__TASK INSTRUCTIONS__
Arrange the stretch of the material from the line containing "Task: indicate the clipboard" through the line containing "x=194 y=287", both included, as a Markdown table with the columns Row and Line. Number each line and leave out any blank lines.

= = = = = = =

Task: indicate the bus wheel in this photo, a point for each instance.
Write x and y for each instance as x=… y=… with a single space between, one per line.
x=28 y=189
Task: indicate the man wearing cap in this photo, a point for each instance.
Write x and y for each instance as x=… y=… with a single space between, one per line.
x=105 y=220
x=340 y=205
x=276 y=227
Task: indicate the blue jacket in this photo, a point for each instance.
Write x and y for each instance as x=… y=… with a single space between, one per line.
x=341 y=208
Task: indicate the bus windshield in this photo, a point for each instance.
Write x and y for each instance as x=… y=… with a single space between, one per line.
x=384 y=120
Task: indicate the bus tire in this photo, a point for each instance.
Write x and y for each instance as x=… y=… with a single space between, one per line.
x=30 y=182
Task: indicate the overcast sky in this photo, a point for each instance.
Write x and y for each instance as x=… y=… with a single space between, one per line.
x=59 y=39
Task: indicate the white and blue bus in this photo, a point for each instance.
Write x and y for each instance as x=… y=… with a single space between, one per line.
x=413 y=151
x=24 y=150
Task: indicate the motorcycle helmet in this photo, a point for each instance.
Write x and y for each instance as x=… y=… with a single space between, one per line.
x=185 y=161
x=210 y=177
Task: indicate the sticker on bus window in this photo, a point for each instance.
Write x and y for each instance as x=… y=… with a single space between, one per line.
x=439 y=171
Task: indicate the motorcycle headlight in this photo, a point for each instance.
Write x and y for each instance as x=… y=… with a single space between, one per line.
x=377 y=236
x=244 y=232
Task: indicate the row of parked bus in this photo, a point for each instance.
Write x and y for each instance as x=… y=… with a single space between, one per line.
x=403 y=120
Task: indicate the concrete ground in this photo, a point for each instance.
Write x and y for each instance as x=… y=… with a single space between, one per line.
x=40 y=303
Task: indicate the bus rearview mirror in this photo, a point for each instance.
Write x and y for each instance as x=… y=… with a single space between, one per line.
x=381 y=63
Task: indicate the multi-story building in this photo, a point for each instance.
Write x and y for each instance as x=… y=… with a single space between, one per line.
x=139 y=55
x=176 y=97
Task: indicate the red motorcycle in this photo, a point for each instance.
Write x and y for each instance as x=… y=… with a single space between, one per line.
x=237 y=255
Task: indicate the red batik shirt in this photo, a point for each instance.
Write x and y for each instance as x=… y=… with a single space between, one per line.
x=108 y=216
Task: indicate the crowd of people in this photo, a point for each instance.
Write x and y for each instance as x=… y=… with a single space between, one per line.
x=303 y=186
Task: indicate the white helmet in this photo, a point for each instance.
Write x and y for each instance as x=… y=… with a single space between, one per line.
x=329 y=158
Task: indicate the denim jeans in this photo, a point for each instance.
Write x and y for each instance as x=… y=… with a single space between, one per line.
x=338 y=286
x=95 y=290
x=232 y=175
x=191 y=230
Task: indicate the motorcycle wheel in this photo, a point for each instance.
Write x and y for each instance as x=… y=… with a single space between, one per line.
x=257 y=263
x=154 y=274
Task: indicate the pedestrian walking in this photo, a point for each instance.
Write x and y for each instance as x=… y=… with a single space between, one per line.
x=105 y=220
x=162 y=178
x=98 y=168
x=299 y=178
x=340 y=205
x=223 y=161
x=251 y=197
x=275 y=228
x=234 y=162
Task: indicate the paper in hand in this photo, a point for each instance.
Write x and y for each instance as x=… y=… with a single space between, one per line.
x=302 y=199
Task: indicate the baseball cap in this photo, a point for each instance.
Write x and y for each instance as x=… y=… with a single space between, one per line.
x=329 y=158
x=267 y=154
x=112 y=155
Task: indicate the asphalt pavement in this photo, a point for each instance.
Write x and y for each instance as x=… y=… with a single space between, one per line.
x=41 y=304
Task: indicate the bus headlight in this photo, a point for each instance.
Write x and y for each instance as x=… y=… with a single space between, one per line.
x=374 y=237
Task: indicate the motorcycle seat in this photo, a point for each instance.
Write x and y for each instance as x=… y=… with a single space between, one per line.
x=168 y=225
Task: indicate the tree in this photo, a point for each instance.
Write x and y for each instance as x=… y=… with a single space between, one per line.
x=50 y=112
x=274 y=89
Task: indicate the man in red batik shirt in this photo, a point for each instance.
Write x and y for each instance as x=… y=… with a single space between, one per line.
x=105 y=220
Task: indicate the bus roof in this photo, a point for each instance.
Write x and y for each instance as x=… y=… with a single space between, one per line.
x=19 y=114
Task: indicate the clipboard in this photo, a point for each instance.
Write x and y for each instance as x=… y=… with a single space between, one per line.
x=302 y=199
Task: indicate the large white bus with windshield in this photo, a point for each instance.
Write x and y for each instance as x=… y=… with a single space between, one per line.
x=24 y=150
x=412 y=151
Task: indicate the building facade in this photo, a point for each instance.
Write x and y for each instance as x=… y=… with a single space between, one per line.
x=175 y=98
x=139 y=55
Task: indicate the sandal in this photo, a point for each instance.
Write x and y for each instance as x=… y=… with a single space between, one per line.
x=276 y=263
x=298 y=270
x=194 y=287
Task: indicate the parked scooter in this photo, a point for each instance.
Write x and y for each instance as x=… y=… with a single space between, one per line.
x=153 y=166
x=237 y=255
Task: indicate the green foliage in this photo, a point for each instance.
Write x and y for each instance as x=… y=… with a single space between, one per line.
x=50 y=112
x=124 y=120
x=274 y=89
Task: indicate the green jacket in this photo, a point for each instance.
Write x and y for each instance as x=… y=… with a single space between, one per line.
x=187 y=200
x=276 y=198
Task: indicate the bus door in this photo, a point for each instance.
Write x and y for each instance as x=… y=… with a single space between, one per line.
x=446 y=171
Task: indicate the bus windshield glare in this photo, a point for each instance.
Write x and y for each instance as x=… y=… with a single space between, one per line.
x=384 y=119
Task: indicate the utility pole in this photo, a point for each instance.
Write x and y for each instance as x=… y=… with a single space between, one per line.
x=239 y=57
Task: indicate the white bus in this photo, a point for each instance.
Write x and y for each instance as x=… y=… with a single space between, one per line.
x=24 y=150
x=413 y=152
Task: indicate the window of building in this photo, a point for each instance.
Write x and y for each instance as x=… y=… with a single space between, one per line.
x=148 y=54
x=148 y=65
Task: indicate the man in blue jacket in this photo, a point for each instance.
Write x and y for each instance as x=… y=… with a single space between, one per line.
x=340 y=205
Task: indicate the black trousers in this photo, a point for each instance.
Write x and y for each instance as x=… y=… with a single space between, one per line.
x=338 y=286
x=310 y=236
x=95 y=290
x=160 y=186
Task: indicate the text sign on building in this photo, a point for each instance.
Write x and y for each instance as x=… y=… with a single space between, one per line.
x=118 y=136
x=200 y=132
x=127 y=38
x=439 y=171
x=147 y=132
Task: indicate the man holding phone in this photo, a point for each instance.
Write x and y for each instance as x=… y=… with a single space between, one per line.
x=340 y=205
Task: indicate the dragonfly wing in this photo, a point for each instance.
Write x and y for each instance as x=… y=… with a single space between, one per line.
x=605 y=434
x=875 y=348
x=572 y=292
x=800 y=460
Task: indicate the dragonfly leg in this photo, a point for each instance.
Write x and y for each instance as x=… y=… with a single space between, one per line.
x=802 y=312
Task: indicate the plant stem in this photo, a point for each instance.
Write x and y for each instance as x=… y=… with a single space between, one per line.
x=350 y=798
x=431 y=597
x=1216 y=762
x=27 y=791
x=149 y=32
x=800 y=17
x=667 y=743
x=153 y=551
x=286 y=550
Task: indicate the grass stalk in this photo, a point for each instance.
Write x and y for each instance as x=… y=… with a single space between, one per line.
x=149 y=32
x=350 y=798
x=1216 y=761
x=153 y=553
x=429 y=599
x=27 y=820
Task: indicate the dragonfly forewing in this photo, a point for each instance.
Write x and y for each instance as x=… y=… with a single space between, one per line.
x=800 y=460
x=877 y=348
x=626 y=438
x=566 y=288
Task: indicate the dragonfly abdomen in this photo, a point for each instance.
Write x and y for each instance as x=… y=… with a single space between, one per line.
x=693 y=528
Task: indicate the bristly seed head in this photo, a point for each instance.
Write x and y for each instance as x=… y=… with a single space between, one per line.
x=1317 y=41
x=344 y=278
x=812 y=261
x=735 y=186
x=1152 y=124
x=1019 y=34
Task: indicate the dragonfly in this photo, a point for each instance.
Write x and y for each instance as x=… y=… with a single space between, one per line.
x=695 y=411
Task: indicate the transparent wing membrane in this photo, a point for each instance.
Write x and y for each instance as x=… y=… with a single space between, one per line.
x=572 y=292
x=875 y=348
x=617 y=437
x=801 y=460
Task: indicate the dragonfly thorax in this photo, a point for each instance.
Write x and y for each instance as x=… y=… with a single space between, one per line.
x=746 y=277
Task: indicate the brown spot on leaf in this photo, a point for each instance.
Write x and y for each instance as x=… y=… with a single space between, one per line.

= = = = = = =

__FINAL ANSWER__
| Row | Line |
|---|---|
| 1 | Task: indicate the clipboard in this photo, a point for each instance. |
| 2 | Write x and y for each instance as x=… y=… with a single space between, one per line. |
| 3 | x=302 y=199 |
| 4 | Task: indicate the large white bus with windshield in this photo, a point for each instance. |
| 5 | Write x and y for each instance as x=… y=… with a single space between, one per line. |
| 6 | x=24 y=150 |
| 7 | x=412 y=151 |
| 8 | Task: indicate the building facade in this photo, a point for each instance. |
| 9 | Write x and y for each instance as x=… y=… with a single space between, one per line. |
| 10 | x=175 y=98 |
| 11 | x=139 y=55 |
| 12 | Task: indicate the sandal in this photo, a point for each instance. |
| 13 | Write x and y for each instance as x=… y=… with a single space between, one per line. |
| 14 | x=276 y=263 |
| 15 | x=298 y=270 |
| 16 | x=194 y=287 |